▶ Текст для чтения
<<<<
Публикации последнего времени показывают, что зреет новая стилистическая тенденция. Не то чтобы эзопов язык – и вроде бы не совсем «прямая речь». Скорее здесь подойдет полузабытый термин – «аллегория».

Вл. Сорокин избегает в интервью определения политический роман, тем не менее слово «политический» приложимо к его последним сочинениям. Опрокинув современные тенденции политической жизни России в феодальные времена («типа», как говорят ныне, Ивана Грозного), автор жирно подчеркивает свой политический месседж предпоследней фразой «Дня опричника»: «А покуда жива опричнина, жива и Россия». Опричник, по Сорокину, есть всякий «другой». Контролирующий. Будь то свиномордый охранник, коих миллионы по стране, будь то проверяющие спецслужбы, «выдающие» справки чиновники и т. д., и т. п. Сарказм, гротеск, абсурд – все это вмешано в аллегорический текст Сорокина. И последующая книга, повествование в рассказах, обозначенное как роман, «Сахарный Кремль», развивает линию повседневного поведения сосуществующего с опричниной в гармонии «обыкновенного человека». Всем довольного, более того – счастливого. Счастливого и в своем феодально-крепостническом, идеологизированном, нищем детстве. И в одномерной, не задумывающейся ни о чем критически зрелости. И в не подвергающей бездарно прожитую жизнь сомнениям старости. Такая вот мысль семейная.
>>>>
Какой фразой, согласно тексту о книгах Сорокина, автор подчеркивает политический месседж «Дня опричника»? Далее идут записи, которые представляют собой самостоятельный материал.

▶ Исходные материалы
<<<<
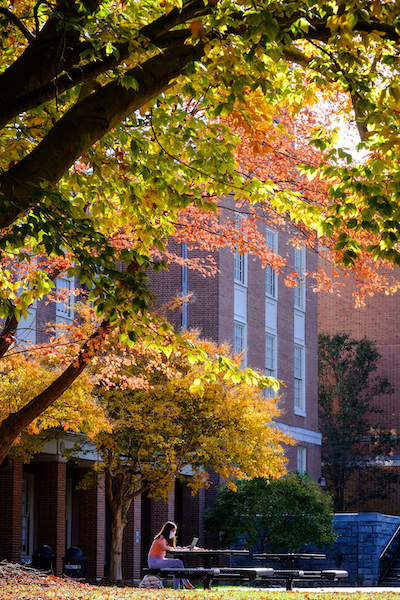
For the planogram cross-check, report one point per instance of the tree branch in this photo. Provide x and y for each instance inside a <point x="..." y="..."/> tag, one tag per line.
<point x="84" y="124"/>
<point x="11" y="427"/>
<point x="14" y="19"/>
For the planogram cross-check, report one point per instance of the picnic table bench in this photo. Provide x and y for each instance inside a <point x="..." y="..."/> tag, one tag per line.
<point x="207" y="575"/>
<point x="290" y="574"/>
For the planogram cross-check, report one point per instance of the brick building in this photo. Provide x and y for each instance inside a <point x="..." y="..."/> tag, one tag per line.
<point x="377" y="322"/>
<point x="245" y="305"/>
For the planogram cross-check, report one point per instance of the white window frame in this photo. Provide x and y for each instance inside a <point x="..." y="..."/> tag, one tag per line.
<point x="27" y="327"/>
<point x="299" y="380"/>
<point x="271" y="278"/>
<point x="300" y="288"/>
<point x="301" y="459"/>
<point x="242" y="348"/>
<point x="240" y="268"/>
<point x="270" y="362"/>
<point x="65" y="310"/>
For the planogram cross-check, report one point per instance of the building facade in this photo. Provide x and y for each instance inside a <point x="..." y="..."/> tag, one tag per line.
<point x="245" y="305"/>
<point x="377" y="321"/>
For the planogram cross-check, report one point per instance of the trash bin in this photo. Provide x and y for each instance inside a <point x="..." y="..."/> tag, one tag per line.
<point x="44" y="559"/>
<point x="74" y="563"/>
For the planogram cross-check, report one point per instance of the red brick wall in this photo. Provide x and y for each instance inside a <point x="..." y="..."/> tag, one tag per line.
<point x="88" y="508"/>
<point x="377" y="321"/>
<point x="10" y="510"/>
<point x="50" y="495"/>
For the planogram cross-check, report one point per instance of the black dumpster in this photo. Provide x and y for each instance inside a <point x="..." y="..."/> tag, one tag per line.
<point x="44" y="559"/>
<point x="74" y="563"/>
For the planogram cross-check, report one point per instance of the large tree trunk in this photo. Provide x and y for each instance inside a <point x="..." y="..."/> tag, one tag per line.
<point x="117" y="531"/>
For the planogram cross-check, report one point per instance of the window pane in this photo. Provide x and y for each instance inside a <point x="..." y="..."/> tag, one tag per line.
<point x="301" y="459"/>
<point x="239" y="267"/>
<point x="238" y="338"/>
<point x="269" y="354"/>
<point x="64" y="307"/>
<point x="298" y="378"/>
<point x="270" y="275"/>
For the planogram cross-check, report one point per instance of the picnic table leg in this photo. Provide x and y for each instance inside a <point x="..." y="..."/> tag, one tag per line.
<point x="289" y="585"/>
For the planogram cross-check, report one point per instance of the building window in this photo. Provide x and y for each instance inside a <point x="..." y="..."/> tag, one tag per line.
<point x="271" y="239"/>
<point x="301" y="459"/>
<point x="239" y="341"/>
<point x="270" y="370"/>
<point x="299" y="399"/>
<point x="65" y="305"/>
<point x="27" y="512"/>
<point x="300" y="289"/>
<point x="185" y="287"/>
<point x="239" y="268"/>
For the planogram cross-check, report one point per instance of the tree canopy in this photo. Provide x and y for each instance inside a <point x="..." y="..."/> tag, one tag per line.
<point x="168" y="431"/>
<point x="112" y="119"/>
<point x="354" y="442"/>
<point x="273" y="515"/>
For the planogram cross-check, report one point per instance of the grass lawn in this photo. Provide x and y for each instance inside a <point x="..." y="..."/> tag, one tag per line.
<point x="53" y="588"/>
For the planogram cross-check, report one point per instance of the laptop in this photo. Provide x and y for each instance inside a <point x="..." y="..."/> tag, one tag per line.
<point x="193" y="543"/>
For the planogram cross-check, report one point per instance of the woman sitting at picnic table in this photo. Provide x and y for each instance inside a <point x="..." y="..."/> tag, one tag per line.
<point x="166" y="540"/>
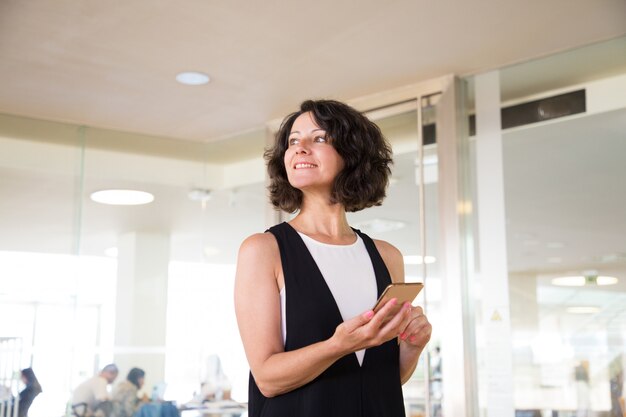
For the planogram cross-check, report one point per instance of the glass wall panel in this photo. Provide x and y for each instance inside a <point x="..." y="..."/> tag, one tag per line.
<point x="399" y="221"/>
<point x="563" y="145"/>
<point x="84" y="284"/>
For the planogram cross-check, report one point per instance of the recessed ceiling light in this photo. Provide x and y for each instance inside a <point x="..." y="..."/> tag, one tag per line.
<point x="583" y="310"/>
<point x="192" y="78"/>
<point x="122" y="197"/>
<point x="606" y="280"/>
<point x="417" y="259"/>
<point x="579" y="281"/>
<point x="555" y="245"/>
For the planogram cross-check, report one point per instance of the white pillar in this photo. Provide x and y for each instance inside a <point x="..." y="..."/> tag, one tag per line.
<point x="457" y="338"/>
<point x="141" y="304"/>
<point x="493" y="260"/>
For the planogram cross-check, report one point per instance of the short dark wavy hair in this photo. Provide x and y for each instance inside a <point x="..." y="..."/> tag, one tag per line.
<point x="362" y="182"/>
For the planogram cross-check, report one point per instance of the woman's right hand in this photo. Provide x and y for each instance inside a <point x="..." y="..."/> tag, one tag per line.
<point x="372" y="329"/>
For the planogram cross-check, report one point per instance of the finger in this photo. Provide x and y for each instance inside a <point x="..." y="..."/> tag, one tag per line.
<point x="399" y="321"/>
<point x="382" y="315"/>
<point x="416" y="320"/>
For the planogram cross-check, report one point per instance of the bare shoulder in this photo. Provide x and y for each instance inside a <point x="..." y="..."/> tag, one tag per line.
<point x="259" y="256"/>
<point x="393" y="259"/>
<point x="259" y="244"/>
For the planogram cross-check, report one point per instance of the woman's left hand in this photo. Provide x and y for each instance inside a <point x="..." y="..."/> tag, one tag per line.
<point x="418" y="330"/>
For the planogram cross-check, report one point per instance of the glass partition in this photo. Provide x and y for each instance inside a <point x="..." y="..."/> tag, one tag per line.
<point x="408" y="220"/>
<point x="84" y="284"/>
<point x="562" y="147"/>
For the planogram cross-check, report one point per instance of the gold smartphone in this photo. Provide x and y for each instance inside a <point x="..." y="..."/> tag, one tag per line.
<point x="402" y="291"/>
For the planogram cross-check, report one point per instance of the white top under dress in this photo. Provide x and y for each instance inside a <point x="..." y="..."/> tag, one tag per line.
<point x="349" y="274"/>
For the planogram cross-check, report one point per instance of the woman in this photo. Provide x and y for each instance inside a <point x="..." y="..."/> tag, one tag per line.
<point x="125" y="399"/>
<point x="30" y="391"/>
<point x="305" y="290"/>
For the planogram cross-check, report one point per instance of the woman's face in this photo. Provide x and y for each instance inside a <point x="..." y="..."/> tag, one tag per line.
<point x="312" y="163"/>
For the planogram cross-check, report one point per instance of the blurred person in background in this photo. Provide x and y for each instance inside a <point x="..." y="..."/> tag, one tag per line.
<point x="30" y="391"/>
<point x="125" y="397"/>
<point x="93" y="395"/>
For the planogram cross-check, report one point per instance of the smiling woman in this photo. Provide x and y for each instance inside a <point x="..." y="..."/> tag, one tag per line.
<point x="365" y="155"/>
<point x="304" y="292"/>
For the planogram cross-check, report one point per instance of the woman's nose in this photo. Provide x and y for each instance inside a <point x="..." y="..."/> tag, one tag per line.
<point x="302" y="149"/>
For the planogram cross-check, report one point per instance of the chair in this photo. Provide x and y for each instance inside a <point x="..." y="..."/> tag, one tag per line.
<point x="79" y="410"/>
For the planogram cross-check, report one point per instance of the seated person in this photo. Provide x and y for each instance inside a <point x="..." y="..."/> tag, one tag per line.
<point x="125" y="400"/>
<point x="28" y="394"/>
<point x="92" y="394"/>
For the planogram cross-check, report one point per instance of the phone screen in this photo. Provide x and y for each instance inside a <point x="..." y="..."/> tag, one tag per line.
<point x="403" y="292"/>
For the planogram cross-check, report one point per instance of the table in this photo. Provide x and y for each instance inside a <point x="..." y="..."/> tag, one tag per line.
<point x="224" y="408"/>
<point x="164" y="409"/>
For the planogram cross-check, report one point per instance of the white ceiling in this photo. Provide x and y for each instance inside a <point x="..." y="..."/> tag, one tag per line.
<point x="112" y="64"/>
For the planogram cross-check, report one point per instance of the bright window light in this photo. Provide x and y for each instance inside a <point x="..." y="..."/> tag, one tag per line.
<point x="583" y="310"/>
<point x="122" y="197"/>
<point x="417" y="259"/>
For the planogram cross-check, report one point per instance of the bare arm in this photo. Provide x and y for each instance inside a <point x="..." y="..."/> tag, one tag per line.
<point x="416" y="334"/>
<point x="257" y="305"/>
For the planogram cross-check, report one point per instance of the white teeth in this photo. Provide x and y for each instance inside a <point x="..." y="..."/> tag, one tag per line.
<point x="303" y="165"/>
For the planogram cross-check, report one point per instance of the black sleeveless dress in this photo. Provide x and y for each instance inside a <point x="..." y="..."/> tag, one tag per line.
<point x="345" y="389"/>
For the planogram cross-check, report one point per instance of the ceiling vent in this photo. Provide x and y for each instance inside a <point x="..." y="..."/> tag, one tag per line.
<point x="535" y="111"/>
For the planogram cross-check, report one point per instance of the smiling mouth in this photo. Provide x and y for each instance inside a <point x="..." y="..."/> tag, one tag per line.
<point x="303" y="165"/>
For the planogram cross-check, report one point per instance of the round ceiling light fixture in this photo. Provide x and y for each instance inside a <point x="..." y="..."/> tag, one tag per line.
<point x="192" y="78"/>
<point x="122" y="197"/>
<point x="580" y="280"/>
<point x="583" y="310"/>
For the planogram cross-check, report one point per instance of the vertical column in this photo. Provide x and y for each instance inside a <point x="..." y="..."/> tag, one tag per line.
<point x="493" y="260"/>
<point x="457" y="350"/>
<point x="141" y="303"/>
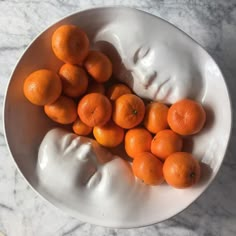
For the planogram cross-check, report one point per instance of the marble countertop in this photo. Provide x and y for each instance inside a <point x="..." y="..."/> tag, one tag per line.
<point x="212" y="24"/>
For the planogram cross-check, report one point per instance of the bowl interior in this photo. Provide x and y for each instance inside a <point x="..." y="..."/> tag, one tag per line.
<point x="25" y="133"/>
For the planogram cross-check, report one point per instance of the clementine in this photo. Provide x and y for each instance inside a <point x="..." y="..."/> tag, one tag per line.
<point x="94" y="109"/>
<point x="186" y="117"/>
<point x="137" y="140"/>
<point x="74" y="80"/>
<point x="95" y="87"/>
<point x="42" y="87"/>
<point x="70" y="44"/>
<point x="181" y="170"/>
<point x="129" y="111"/>
<point x="81" y="128"/>
<point x="148" y="168"/>
<point x="117" y="90"/>
<point x="62" y="111"/>
<point x="165" y="143"/>
<point x="109" y="135"/>
<point x="98" y="65"/>
<point x="156" y="117"/>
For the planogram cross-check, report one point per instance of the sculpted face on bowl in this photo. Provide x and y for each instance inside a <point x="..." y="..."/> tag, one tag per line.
<point x="155" y="66"/>
<point x="159" y="62"/>
<point x="78" y="168"/>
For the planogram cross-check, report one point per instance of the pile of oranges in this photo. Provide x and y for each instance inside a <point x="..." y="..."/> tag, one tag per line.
<point x="151" y="132"/>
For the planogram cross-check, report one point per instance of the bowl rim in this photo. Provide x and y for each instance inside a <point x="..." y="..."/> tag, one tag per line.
<point x="131" y="8"/>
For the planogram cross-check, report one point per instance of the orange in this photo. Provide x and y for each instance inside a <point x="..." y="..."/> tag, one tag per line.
<point x="98" y="65"/>
<point x="181" y="170"/>
<point x="186" y="117"/>
<point x="63" y="110"/>
<point x="109" y="135"/>
<point x="137" y="140"/>
<point x="148" y="168"/>
<point x="95" y="87"/>
<point x="42" y="87"/>
<point x="94" y="109"/>
<point x="165" y="143"/>
<point x="81" y="128"/>
<point x="128" y="111"/>
<point x="156" y="117"/>
<point x="117" y="90"/>
<point x="70" y="44"/>
<point x="74" y="80"/>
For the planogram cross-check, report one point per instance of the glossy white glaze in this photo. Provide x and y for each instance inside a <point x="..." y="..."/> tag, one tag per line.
<point x="78" y="168"/>
<point x="156" y="64"/>
<point x="160" y="202"/>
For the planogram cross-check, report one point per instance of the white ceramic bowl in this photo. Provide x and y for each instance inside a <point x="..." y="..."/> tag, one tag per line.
<point x="25" y="124"/>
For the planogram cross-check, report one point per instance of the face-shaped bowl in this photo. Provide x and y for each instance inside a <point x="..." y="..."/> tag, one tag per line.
<point x="25" y="124"/>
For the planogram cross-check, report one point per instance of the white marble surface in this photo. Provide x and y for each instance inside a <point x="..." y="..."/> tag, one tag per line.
<point x="212" y="24"/>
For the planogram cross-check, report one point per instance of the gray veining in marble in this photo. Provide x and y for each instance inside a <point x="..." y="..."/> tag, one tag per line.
<point x="213" y="25"/>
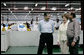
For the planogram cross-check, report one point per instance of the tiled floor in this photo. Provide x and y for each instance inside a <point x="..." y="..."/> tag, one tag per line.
<point x="31" y="50"/>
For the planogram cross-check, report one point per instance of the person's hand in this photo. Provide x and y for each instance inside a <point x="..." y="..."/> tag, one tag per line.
<point x="73" y="43"/>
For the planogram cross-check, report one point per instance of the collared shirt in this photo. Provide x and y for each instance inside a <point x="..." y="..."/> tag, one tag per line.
<point x="62" y="32"/>
<point x="46" y="26"/>
<point x="73" y="29"/>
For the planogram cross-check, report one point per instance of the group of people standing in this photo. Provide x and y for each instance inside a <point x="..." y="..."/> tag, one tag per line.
<point x="68" y="34"/>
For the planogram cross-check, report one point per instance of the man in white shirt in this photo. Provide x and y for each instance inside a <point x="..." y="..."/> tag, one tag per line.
<point x="46" y="27"/>
<point x="57" y="24"/>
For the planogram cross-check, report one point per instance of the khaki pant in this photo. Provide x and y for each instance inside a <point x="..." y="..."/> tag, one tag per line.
<point x="64" y="47"/>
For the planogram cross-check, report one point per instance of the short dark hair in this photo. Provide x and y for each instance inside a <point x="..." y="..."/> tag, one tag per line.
<point x="73" y="14"/>
<point x="45" y="14"/>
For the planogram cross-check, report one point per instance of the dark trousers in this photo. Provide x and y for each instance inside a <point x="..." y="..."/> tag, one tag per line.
<point x="73" y="49"/>
<point x="48" y="39"/>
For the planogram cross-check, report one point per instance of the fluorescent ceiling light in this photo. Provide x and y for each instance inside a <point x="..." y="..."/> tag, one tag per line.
<point x="4" y="4"/>
<point x="53" y="8"/>
<point x="66" y="5"/>
<point x="36" y="4"/>
<point x="43" y="8"/>
<point x="25" y="8"/>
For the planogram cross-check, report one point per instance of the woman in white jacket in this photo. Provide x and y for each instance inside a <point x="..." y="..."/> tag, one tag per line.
<point x="62" y="37"/>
>>>>
▶ Ответ
Предпоследней фразой романа: «А покуда жива опричнина, жива и Россия».